* TASKS TO CARRY OUT
1. In the mold toxin text, write out the part that opens with the words containing "Source: Found mostly" and closes with "to sensory cues.", substituting "seizures" for "convulsions".
2. According to the mold toxin text, which neurotransmitter does ochratoxin A deplete?

#### EXCERPT TO READ ####

Source: Grows in damp areas in buildings in materials that contain cellulose, such as wood trim, windowsills, wallboard, wood paneling, ceiling tiles and cardboard
Symptoms: Weakness, respiratory issues, ataxia (loss of control over bodily movements, low blood pressure, bleeding disorders and death
Fumonisin B1 (FB1) is produced by several species of Fusarium molds. A prolifically common mycotoxin, fumonisin B1 causes degeneration of neurons in the cerebral cortex and disrupts ceramide synthesis, the formation of a signaling molecule that regulates the development and death of neurons.
It also disrupts fatty acids in the cell membranes of nervous system and brain tissues. It increases lipid oxidation while inhibiting protein synthesis and causes DNA fragmentation and apoptosis (cell death).
Source: Found mostly in cereal grains, especially corn
Symptoms: Lethargy, pressure in the head, lack of appetite, convulsions, liver damage and death
Ochratoxin A (OTA) is released from different Aspergillus and Penicillium species. It damages the DNA, lipids and proteins in the body. It also depletes striatal dopamine, a neurotransmitter released from the forebrain, and is responsible for causing cell death in the hippocampus and other parts of the brain. Striatal dopamine regulates systemic glucose metabolism, strongly regulates our sense and use of time, and appropriate behavior and learning in response to sensory cues.
OTA causes oxidative stress, degrades mitochondrial function and inhibits protein synthesis. It is immunotoxic, neurotoxic, teratogenic (damages fetuses) and genotoxic (damages DNA) and has a very long half-life, accumulating in the food chain and in the body.

#### DATA EXCERPTS ####

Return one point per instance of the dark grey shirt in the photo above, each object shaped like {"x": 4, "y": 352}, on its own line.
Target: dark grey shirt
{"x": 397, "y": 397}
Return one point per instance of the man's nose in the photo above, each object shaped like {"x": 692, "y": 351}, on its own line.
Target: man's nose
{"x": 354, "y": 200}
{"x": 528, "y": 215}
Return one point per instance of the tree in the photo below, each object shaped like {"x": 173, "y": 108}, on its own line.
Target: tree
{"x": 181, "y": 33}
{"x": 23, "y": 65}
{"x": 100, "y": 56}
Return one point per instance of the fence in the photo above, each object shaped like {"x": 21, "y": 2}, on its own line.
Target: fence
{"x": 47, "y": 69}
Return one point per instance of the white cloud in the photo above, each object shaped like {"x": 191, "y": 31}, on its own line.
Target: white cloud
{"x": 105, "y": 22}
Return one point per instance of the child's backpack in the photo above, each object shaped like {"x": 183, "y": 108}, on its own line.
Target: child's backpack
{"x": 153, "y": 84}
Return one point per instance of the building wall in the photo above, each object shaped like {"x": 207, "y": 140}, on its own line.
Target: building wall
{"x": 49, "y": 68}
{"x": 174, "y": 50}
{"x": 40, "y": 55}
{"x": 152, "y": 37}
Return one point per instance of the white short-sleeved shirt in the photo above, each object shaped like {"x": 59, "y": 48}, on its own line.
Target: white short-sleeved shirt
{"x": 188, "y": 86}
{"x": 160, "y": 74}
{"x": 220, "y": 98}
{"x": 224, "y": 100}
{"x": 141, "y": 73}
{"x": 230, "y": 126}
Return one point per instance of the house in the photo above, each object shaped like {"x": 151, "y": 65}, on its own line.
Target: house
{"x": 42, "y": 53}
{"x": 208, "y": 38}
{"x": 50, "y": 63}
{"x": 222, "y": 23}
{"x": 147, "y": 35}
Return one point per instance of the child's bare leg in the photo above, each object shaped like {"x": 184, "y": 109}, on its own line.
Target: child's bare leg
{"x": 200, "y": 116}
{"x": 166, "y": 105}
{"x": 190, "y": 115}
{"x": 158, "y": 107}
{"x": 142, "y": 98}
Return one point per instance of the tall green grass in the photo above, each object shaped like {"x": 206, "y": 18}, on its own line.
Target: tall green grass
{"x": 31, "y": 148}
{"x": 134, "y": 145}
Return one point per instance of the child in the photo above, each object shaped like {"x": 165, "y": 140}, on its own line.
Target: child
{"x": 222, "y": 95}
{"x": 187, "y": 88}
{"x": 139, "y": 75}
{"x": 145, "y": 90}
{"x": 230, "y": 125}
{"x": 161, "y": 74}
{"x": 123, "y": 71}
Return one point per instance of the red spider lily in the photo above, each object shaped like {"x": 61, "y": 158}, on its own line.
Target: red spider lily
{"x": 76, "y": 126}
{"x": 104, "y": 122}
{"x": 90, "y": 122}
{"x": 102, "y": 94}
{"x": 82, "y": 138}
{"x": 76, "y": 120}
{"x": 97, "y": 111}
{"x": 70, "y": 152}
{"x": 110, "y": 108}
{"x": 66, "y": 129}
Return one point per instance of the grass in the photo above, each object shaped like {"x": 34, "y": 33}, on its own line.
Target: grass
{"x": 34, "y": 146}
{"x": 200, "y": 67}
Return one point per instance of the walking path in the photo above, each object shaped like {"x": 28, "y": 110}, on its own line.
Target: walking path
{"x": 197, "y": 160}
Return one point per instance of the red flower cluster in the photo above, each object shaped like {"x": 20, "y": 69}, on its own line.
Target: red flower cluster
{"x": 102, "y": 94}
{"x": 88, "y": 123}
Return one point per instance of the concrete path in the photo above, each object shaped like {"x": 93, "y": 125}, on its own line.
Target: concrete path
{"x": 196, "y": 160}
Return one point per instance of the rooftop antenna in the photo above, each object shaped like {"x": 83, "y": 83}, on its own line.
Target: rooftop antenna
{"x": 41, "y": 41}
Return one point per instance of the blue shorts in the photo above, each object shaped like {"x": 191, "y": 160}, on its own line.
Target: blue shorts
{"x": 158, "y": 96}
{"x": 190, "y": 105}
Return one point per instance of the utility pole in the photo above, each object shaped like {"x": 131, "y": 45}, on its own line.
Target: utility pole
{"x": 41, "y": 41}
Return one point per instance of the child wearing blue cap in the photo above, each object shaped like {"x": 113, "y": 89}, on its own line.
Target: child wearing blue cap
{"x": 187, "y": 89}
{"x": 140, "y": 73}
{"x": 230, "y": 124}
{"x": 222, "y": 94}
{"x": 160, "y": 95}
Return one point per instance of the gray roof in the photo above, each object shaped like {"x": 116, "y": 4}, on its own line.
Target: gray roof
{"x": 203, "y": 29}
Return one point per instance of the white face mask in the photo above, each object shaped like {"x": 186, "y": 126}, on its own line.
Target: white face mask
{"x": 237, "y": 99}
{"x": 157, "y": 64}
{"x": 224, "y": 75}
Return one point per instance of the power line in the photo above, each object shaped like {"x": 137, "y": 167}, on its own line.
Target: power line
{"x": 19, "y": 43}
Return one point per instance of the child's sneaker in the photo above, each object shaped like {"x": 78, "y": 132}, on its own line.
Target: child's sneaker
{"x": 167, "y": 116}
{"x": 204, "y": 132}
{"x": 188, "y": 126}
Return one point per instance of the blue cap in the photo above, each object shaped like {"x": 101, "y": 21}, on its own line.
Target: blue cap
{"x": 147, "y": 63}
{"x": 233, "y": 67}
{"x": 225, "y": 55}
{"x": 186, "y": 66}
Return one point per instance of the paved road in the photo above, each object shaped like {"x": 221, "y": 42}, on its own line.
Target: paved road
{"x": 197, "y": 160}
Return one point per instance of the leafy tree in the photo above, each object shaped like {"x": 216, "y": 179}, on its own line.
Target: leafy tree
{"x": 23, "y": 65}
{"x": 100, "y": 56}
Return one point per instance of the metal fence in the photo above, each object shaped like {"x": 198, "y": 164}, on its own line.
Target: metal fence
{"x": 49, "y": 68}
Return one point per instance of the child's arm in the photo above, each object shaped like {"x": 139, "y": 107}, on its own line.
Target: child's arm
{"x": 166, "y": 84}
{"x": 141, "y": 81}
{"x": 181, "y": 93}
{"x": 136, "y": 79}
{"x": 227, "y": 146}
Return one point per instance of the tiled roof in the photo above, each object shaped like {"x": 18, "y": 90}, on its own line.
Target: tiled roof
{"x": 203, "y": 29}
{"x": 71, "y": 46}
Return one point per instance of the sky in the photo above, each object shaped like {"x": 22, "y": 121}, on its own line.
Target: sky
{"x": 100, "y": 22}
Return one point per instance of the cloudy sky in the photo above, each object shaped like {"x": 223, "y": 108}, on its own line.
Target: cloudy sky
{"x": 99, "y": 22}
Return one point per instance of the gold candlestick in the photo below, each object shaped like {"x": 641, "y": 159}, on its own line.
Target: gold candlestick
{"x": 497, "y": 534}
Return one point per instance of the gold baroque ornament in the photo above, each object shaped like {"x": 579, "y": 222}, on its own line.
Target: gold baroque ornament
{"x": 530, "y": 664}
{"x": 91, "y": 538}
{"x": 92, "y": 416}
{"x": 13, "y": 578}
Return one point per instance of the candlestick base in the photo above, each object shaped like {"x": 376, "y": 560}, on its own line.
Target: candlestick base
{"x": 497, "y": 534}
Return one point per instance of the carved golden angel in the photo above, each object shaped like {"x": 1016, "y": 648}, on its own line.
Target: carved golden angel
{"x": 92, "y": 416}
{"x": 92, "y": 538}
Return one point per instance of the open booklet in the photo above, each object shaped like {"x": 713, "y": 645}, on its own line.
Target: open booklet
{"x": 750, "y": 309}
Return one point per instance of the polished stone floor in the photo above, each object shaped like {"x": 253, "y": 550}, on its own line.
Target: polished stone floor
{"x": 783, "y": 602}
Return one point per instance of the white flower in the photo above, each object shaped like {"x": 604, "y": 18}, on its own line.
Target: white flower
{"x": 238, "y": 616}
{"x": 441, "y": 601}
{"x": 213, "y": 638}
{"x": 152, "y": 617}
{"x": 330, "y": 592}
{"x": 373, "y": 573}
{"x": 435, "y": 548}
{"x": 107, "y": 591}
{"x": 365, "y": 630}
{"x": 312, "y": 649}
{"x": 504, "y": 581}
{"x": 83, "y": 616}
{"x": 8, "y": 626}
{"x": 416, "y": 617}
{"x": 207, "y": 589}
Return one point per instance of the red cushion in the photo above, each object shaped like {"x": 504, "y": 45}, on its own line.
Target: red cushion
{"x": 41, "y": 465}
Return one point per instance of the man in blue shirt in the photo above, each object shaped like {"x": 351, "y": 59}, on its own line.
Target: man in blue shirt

####

* SOLUTIONS FOR EACH TASK
1.
Source: Found mostly in cereal grains, especially corn
Symptoms: Lethargy, pressure in the head, lack of appetite, seizures, liver damage and death
Ochratoxin A (OTA) is released from different Aspergillus and Penicillium species. It damages the DNA, lipids and proteins in the body. It also depletes striatal dopamine, a neurotransmitter released from the forebrain, and is responsible for causing cell death in the hippocampus and other parts of the brain. Striatal dopamine regulates systemic glucose metabolism, strongly regulates our sense and use of time, and appropriate behavior and learning in response to sensory cues.

2. Striatal dopamine.